* ENTRIES
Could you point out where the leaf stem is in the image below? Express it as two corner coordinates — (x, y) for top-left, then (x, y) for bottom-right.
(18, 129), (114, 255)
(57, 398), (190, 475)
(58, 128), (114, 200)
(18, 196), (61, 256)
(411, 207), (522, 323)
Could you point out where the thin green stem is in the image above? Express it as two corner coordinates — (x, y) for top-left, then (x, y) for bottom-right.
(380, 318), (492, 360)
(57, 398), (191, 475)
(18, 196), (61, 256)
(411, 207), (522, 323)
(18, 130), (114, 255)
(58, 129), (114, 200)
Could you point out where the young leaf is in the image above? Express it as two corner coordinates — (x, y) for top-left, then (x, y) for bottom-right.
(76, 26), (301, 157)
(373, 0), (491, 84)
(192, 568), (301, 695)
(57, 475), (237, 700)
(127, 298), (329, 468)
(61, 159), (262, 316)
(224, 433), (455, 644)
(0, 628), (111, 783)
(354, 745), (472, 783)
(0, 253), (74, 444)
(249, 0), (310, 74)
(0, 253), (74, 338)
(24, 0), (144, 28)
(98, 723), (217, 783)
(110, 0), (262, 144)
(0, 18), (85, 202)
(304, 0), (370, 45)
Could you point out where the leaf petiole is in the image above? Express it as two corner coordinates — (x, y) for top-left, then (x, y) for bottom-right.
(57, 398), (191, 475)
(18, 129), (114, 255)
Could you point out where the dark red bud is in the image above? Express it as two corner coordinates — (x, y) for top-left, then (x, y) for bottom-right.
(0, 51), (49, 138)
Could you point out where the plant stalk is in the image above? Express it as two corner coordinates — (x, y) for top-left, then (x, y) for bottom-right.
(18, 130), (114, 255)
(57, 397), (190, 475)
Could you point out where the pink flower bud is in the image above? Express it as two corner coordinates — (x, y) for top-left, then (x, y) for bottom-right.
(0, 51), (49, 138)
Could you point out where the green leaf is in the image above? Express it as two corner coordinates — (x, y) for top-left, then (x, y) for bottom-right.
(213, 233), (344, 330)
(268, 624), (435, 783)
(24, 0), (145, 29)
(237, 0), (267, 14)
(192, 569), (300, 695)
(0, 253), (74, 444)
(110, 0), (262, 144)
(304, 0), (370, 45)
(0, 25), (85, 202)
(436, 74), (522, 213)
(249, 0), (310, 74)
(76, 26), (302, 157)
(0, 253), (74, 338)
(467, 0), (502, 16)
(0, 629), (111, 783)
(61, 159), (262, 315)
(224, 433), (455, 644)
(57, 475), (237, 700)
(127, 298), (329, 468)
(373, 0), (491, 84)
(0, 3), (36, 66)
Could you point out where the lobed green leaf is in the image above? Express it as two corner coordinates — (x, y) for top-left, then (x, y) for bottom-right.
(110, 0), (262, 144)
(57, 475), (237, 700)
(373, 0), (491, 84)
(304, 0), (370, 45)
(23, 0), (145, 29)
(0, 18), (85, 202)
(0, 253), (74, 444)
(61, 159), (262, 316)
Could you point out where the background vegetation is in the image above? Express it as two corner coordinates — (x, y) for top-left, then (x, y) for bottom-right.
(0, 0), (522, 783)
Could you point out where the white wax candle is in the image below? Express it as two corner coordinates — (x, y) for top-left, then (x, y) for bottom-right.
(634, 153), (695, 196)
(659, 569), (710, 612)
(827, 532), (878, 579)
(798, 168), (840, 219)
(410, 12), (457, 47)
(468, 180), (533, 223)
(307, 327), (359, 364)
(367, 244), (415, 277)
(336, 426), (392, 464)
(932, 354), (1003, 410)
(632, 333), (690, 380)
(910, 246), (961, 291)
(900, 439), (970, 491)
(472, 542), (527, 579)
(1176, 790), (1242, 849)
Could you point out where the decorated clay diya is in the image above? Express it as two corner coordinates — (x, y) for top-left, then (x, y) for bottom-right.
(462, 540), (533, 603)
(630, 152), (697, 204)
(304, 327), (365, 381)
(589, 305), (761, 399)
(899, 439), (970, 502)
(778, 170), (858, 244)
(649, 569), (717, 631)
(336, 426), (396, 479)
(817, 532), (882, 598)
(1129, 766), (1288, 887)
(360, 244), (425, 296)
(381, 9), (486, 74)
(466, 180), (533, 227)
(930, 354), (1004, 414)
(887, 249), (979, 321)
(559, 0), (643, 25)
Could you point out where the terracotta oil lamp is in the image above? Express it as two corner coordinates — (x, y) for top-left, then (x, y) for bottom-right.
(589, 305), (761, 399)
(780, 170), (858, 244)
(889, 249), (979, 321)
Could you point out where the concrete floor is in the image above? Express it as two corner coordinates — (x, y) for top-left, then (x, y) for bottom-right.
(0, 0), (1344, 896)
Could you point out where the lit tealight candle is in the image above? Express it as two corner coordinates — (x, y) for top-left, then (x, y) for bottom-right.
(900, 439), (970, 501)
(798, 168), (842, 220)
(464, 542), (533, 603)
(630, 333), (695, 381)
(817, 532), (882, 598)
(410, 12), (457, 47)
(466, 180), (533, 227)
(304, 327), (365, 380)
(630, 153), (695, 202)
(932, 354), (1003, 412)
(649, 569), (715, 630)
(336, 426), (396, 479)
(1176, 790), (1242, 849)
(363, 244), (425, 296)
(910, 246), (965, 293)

* YOUR GOAL
Find each line in the records above that contains the string "below", matching case exactly, and copy those lines.

* OUTPUT
Could you point out where the leaf stem is in the image below? Express it as two corner coordinates — (x, y) for top-left, then (x, y) for bottom-right.
Could you point out where the white wax candle is in the image below? Express it as two corner coordinates — (x, y) for top-left, then (x, y) for bottom-right.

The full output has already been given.